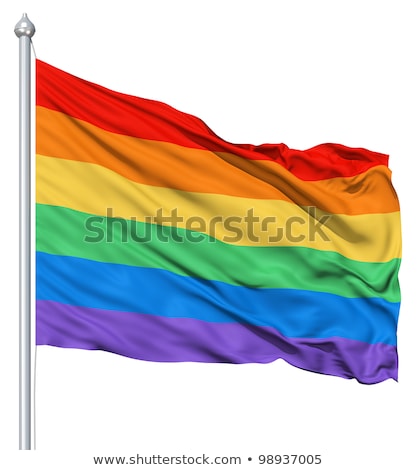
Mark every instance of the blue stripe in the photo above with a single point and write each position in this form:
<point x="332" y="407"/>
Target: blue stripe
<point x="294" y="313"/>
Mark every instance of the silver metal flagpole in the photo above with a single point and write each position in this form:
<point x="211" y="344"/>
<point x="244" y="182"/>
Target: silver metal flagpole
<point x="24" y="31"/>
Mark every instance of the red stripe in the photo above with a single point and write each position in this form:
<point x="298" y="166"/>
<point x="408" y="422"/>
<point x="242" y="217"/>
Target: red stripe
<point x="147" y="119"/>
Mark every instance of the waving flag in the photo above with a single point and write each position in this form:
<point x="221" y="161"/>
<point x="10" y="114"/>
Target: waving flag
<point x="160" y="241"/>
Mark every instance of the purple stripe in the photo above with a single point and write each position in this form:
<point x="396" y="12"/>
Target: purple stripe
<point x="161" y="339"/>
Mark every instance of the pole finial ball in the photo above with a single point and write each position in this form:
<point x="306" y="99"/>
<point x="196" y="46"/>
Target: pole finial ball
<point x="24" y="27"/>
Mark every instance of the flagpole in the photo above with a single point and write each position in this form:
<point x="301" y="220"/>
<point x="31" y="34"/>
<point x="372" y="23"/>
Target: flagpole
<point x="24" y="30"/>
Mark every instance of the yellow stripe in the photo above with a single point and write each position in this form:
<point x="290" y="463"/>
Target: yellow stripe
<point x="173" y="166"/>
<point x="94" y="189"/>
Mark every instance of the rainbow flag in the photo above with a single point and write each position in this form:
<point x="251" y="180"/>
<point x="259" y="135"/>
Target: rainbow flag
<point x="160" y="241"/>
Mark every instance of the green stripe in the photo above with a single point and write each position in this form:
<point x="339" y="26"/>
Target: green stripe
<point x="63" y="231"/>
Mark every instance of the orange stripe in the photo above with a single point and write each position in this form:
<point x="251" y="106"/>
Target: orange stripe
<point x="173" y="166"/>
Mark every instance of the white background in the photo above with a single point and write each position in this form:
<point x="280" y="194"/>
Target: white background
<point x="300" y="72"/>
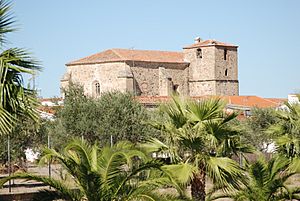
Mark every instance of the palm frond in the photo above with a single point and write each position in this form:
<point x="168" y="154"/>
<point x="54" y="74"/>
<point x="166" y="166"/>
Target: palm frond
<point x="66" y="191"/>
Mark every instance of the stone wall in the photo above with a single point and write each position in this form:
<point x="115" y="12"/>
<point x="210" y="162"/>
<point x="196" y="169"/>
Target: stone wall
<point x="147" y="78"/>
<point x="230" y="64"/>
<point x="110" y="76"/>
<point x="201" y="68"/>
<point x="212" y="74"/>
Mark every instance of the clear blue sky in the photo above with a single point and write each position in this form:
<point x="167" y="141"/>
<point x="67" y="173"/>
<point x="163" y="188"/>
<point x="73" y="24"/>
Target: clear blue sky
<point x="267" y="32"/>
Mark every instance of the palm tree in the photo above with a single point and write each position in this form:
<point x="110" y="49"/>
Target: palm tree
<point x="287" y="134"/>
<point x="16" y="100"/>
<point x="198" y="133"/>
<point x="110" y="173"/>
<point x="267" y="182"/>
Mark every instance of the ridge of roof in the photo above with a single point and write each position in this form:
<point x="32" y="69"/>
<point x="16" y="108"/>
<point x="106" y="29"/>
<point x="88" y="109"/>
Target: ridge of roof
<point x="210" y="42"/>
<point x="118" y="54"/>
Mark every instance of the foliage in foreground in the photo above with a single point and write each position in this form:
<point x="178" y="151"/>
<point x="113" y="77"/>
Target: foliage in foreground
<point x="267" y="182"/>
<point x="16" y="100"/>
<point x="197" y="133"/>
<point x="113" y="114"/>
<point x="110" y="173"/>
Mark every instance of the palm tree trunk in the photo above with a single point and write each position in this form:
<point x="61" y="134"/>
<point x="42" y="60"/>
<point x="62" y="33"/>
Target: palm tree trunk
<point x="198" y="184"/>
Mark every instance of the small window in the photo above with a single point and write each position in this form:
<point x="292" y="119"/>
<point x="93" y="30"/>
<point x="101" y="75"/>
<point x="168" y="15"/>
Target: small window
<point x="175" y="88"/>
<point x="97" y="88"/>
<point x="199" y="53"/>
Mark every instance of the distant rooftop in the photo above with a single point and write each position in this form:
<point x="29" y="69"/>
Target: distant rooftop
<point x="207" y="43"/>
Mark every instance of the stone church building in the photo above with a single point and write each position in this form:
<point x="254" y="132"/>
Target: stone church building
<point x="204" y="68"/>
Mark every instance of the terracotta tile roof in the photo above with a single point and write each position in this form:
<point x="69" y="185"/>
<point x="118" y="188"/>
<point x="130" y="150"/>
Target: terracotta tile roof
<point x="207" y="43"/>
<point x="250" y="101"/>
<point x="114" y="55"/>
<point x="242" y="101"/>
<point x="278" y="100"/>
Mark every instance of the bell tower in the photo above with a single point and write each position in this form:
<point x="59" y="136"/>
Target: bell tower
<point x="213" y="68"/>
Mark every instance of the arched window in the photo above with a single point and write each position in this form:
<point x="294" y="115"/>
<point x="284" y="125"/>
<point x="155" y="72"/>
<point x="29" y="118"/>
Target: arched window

● ● ●

From the line containing "Target: purple stripe" down to the line containing "Mark every instance of the yellow" in the material above, reproduce every line exactly, including the two end lines.

Target: purple stripe
<point x="161" y="339"/>
Mark every instance of the pole finial ball in the photo above with a single point and write each position in this form:
<point x="306" y="99"/>
<point x="196" y="46"/>
Target: pole finial ball
<point x="24" y="27"/>
Mark every instance of the flagpole in the photo above with a single point and write each position in this form:
<point x="301" y="220"/>
<point x="31" y="34"/>
<point x="372" y="23"/>
Target: flagpole
<point x="24" y="30"/>
Mark every instance of the yellow stripe in the photo above with a single point and write each position in this form:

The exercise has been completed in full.